(Stored items)
--- START ---

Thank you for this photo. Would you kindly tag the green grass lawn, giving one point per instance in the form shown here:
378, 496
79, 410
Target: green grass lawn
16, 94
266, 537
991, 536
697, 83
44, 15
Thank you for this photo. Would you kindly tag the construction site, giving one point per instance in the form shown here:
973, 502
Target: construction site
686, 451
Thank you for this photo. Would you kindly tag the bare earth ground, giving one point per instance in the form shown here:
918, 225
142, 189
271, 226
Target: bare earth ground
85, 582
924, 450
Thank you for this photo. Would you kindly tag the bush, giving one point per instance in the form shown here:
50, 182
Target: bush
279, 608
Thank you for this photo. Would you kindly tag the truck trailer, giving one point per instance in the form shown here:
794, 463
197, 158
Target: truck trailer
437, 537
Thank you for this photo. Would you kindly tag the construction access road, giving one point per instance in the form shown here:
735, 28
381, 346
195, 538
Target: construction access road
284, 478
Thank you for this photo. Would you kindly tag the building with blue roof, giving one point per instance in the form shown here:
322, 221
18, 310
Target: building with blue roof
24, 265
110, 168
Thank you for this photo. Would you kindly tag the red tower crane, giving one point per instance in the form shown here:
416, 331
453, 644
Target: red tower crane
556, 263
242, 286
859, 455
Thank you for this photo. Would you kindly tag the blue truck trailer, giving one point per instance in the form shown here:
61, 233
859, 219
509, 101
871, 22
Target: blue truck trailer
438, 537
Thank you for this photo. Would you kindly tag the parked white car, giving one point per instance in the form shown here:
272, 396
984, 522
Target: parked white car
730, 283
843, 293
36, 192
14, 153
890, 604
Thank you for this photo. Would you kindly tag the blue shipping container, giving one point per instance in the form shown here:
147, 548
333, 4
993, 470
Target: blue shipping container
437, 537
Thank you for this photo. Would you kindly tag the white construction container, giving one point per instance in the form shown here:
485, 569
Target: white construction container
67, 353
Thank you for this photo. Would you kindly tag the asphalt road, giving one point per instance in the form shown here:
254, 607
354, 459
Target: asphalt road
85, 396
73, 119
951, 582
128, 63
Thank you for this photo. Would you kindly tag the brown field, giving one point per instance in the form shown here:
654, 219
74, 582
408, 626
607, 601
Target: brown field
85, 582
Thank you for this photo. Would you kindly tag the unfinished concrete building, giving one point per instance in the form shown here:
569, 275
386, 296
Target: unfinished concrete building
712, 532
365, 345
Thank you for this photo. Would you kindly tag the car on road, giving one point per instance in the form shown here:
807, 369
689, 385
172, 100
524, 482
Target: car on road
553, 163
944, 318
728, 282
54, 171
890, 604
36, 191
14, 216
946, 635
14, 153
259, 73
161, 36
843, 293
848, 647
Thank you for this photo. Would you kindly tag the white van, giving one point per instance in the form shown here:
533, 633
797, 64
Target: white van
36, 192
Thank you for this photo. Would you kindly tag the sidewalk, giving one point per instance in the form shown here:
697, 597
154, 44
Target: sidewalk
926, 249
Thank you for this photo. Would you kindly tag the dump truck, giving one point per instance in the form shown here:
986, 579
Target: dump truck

--- END ---

Starting at the line that contains "Target: white van", write out every line through the end of the entries, exactly and with nothing added.

Target: white van
36, 192
Thank you for this photo. Would you kindly tag the sidewalk, giving one point per instance in the form shown here:
697, 597
154, 44
Target: sidewalk
926, 249
Thank you for this photo. Would you kindly tag the dump truck, giving one point per instance in the form shown here:
986, 579
Target: dump truck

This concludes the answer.